## Problems to solve
[a] In the blog excerpt below, what two kinds of chapters does the author of The Flip Side alternate between?
[b] Write a continuation of the blog excerpt below, picking up right after its last sentence on gerrymandering.

## Page excerpt
* * *

These beliefs have come to me over a long period of time, over many years of contemplating this exact question. I have seen people so good I consider them to be near saints, and I have seen people so evil I question what made them so. I watch massacres on the news, and I think that human nature makes peace impossible, but I also see charities raise millions of dollars, and I think humans inherently want to help. I also see the little things. I see someone kick a puppy, and I think humans are mean, and I see someone help someone else carry something, and I love this human world. No one taught me to believe this. I figured it all out by watching CNN. And it is a belief that is still developing with every action I see.

Reading Response

I just finished a book entitled The Flip Side. Written by an olympic gold medalist, it is about a girl who hides that she is an aspiring olympic gymnast from everyone, and it eventually is released and it destroys her life. (It's a lot more complex than that, but you don't need to know that for this blog post.)
The author does something that I noticed but I doubt many other people would even care. She alternates between a chapter about her school life, and a chapter about her gymnastics life. Then, when it is released, they become one. It's basically a parallel plot, but only one person. It's kinda cool,to be honest. Other than that, its a pretty stereotypical romance novel, minus the olympic level gymnast part.

Friday, October 14, 2016

Free post

It is difficult for me to place
Where things went
 Awry
What did I say
That made a
Response impossible
People 
Can be so
Mean sometimes
I guess
He isn't
Worth it
Anyway

Response to A Very Old Man With Enormous Wings

A Very Old Man With Enormous Wings was very difficult for me to read for a variety of reasons; however, I thought it was a well-written story with a beautiful theme about unacceptance. The only vibe I got was really dark the entire way through, because of word choices anywhere from"killing crabs" to "a cry of pain rather than a cry of fear." No one was kind in the story, and everyone was judging the old man or judging each other or judging the world.
Scenes towards the end when the old man was in pain caused my skin to crawl. I couldn't believe the idea that an angel could be mistaken for something evil or demonic. And when he was ignored because there was a lady that turned into a spider, I was actually done. In its own odd way, this story has outlined most of human nature. Though not all humans are inherently evil, most will do anything for personal gain.

Friday, October 7, 2016

Response

How to Rig an Election: the Legal Way  by The Week Staff.

Gerrymandering is a term that describes the intentional clumping of a certain party's voters to a particular area, causing an easy win for the other party. Eighty of a hundred thousand voters would probably be put in two districts out of six, leaving only twenty thousand for the other four, according to The Week staff.

* * *

## Dataset entries
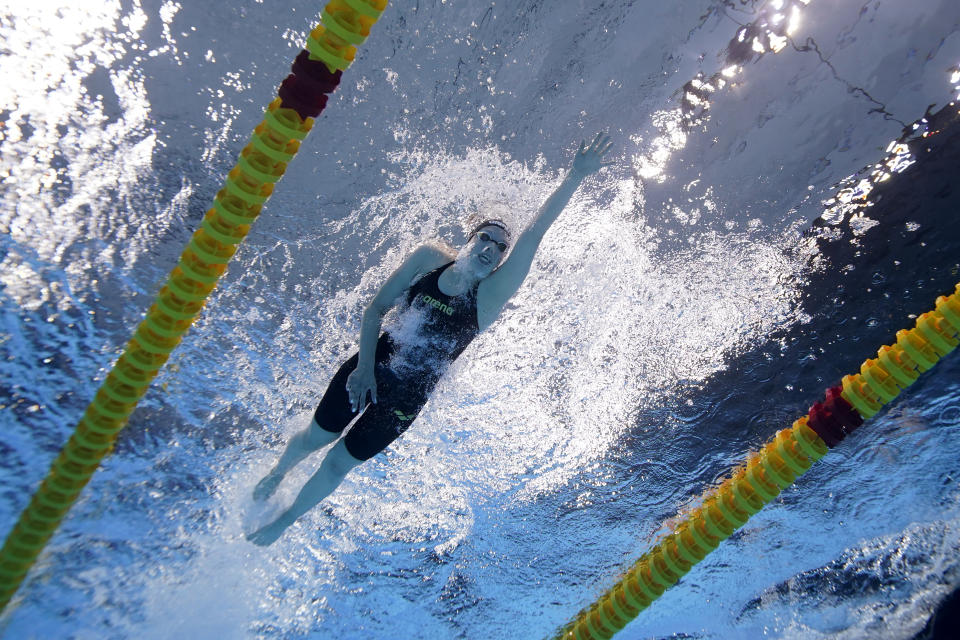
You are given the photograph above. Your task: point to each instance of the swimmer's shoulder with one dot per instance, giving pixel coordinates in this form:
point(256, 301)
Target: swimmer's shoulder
point(431, 255)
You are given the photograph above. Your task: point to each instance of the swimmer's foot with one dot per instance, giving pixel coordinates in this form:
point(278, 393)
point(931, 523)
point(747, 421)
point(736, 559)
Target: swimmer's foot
point(267, 487)
point(265, 536)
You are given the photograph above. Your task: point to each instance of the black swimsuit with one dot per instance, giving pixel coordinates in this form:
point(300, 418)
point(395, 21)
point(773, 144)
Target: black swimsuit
point(430, 333)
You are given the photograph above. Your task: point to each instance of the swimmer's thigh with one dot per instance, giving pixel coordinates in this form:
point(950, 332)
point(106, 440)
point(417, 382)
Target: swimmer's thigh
point(381, 424)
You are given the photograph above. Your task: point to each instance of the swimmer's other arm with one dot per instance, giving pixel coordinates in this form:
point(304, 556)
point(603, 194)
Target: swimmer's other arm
point(497, 289)
point(362, 381)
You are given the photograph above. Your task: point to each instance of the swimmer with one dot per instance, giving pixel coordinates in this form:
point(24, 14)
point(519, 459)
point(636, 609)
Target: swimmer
point(452, 296)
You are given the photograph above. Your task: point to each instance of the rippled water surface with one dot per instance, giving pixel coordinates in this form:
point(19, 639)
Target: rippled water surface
point(783, 200)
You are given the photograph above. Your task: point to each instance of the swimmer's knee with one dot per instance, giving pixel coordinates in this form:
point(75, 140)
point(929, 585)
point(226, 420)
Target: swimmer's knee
point(340, 459)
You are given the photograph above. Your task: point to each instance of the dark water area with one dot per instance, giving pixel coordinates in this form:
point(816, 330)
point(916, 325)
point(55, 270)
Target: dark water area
point(862, 285)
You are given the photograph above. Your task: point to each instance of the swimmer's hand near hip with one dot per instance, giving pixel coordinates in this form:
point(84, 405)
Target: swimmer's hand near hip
point(359, 383)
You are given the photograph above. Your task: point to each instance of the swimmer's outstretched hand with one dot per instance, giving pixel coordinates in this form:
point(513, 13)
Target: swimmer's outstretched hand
point(359, 383)
point(590, 159)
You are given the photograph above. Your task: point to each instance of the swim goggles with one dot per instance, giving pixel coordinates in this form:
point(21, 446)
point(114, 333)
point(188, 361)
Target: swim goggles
point(486, 237)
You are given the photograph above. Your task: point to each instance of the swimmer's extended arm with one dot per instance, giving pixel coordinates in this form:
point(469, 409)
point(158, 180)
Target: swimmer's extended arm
point(495, 290)
point(362, 380)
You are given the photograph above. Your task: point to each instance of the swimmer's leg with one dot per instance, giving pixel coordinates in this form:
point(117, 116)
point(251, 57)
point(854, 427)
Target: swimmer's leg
point(300, 446)
point(336, 465)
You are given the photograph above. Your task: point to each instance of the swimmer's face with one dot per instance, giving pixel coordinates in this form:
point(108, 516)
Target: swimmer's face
point(485, 250)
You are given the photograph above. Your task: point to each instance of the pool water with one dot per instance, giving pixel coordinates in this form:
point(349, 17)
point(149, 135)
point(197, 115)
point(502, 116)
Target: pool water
point(784, 199)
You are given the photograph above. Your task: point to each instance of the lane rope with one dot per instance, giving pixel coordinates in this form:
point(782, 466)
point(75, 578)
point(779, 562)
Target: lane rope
point(772, 469)
point(316, 72)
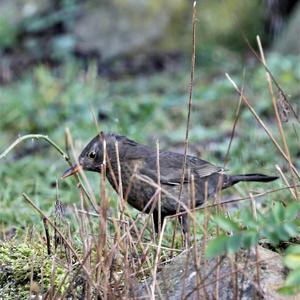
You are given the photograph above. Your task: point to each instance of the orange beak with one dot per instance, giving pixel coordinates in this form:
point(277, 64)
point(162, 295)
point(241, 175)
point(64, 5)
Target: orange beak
point(73, 170)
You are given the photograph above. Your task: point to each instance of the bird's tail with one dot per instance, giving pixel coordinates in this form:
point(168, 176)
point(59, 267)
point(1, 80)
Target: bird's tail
point(252, 177)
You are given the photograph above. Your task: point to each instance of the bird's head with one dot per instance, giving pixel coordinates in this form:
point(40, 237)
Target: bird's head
point(91, 157)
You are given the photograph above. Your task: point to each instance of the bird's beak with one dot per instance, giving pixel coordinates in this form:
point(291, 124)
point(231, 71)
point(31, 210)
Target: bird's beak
point(73, 170)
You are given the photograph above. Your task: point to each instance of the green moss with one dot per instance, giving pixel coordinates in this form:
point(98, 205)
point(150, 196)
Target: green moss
point(20, 261)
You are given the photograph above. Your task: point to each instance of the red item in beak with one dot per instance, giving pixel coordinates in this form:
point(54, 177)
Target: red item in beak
point(73, 170)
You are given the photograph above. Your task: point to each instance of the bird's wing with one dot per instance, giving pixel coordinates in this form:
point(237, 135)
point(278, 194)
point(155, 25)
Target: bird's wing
point(171, 168)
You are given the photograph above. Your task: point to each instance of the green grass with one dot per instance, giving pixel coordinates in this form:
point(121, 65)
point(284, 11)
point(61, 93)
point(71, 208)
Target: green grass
point(144, 108)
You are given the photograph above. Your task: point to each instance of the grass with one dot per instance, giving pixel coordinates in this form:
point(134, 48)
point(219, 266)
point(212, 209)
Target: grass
point(144, 108)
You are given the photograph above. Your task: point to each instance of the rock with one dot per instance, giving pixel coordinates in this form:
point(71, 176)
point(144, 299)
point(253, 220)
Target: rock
point(176, 281)
point(122, 27)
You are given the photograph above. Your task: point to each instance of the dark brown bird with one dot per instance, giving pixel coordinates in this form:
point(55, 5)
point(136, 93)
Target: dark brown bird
point(139, 175)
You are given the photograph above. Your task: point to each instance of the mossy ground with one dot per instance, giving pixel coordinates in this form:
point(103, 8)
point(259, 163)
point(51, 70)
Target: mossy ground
point(145, 108)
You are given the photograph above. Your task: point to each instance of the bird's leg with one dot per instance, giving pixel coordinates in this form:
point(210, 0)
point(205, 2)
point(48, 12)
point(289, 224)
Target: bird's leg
point(184, 222)
point(156, 223)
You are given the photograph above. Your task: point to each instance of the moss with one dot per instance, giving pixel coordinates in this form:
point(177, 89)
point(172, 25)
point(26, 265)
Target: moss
point(20, 261)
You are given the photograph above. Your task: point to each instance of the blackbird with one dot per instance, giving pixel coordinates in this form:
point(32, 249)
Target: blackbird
point(139, 175)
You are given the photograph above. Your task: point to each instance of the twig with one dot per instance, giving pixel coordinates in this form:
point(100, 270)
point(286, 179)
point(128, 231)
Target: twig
point(278, 119)
point(259, 120)
point(36, 136)
point(186, 141)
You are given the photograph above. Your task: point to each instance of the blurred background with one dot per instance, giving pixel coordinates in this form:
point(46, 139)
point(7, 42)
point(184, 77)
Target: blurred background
point(128, 63)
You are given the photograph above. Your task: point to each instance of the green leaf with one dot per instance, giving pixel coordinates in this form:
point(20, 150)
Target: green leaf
point(250, 238)
point(226, 224)
point(288, 290)
point(291, 229)
point(248, 220)
point(234, 243)
point(291, 211)
point(292, 258)
point(278, 212)
point(216, 246)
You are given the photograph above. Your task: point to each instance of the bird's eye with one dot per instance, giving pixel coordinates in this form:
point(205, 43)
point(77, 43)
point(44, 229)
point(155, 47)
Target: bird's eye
point(92, 154)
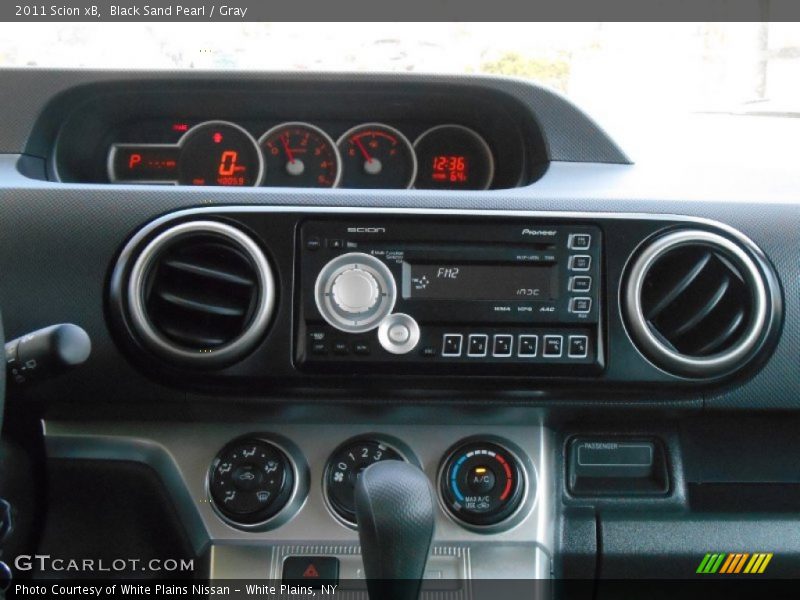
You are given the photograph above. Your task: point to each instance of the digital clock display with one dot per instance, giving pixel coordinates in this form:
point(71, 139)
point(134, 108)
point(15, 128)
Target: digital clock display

* * *

## Results of the tasks
[a] A chapter about the girl's school life and a chapter about her gymnastics life.

[b]
I don't agree with this at all, but I also don't think that it is ever going to change. My opinion is that politicians are inherently selfish and lie all the time, but that is what makes government work! The corruption of one side balances the corruption of the other. And since it will never happen that both sides will coexist without corruption, this is as close as we will get to equality.
Gerrymandering should be outlawed, yes, but since those corrupted politicians are the ones that would have to make the laws, it will never happen.  Never! It is the same as politicians voting on their own salaries. It isn't right, but it won't change.

Friday, September 30, 2016

Writing

Why is it that when we need ideas the most the good ones are hard to come by? Why is the curse of writer's block insistent on becoming apparent when we have a blog post due Monday? Will writers ever be able to summon creativity on demand? Will we squirm under pressure forever? 
When will it end? Have I found so little to write about that I have resorted to writing a blog post of questions? Will I ever be able to control my stream of thoughts, or will it have its own mind forever?


Reading Response

The book I am reading right now is called Winning: It's Not Everything. It's the Only Thing. It's about a girl who is going through great lengths to win homecoming queen, hurting a lot of people in the process.
I am a very competitive person, but I never hurt people. I certainly would not do so for something as frivolous as Homecoming Queen. (Sorry if that offends anyone on the Homecoming Court.) But the author takes it from almost ten different points of view. You have the girl herself, Alexandra, the sidekick puppy, Samantha, the enemy, Sloane, the girl she's using, Ivy, and the new girl, Erin. Plus several other random points of view. It's interesting to see other points of view than the one of the protagonist.
This book is very interesting, mostly because it's like a mean girls book, but from the mean girls POV. I haven't seen anything else like it. I don't really recommend it to anyone, though. I want to know how it ends, but had I known what it was really about I wouldn't have picked it up.

Sunday, September 25, 2016

Reading Response

The book I am reading currently is called Kill the Boy Band. I picked it up at the library because I thought, "Hey, I hate boy bands, I would like this!" but its actually the opposite of what I thought. It's actually about some girls that were fans of the boy band that went too far. It's still really good, though.
I still have to wonder. What defines a "fandom?" What gave them this idea? And, most importantly, do the fandoms in real life go too far as well? I don't know. I like certain bands, but I haven't been to a concert yet, and I don't own any merchandise except for their albums.
I haven't gotten far enough along in the book to say much more than this, but so far I would recommend this to anyone.

flash fiction

First it was jokes next to the workbench. Then it was hiding in a corner.  No one else knew the damage that one little object could do, but I did. And I ran from it; I ran from it when no one else did. Everyone laughed; they said I was being irrational. But I wasn't. I remembered a time in which that little object caused immense pain and suffering. No one else could remember such a day, but I could. I could see it vividly before my eyes again and again.  And I refused to go near any staple gun ever again.

Sunday, September 18, 2016

Dear 10 year old

Dear 10 year-old:

I know that it is hard, being ten. People will try to treat you like the child you aren't anymore. But listen to them. When your parents say you aren't big enough to go to a gokart racing track, it is only because they want you to be safe. When your teacher tells you not to tumble on the playground, it is only because they want your limbs to remain intact.
At the same time, it is time to tell your mom to forget the babysitter. It's time to start biking around the block by yourself. You're double digits now! Take some freedom. Develop your own personality. And whatever you do, don't let anyone, anyone, manipulate you.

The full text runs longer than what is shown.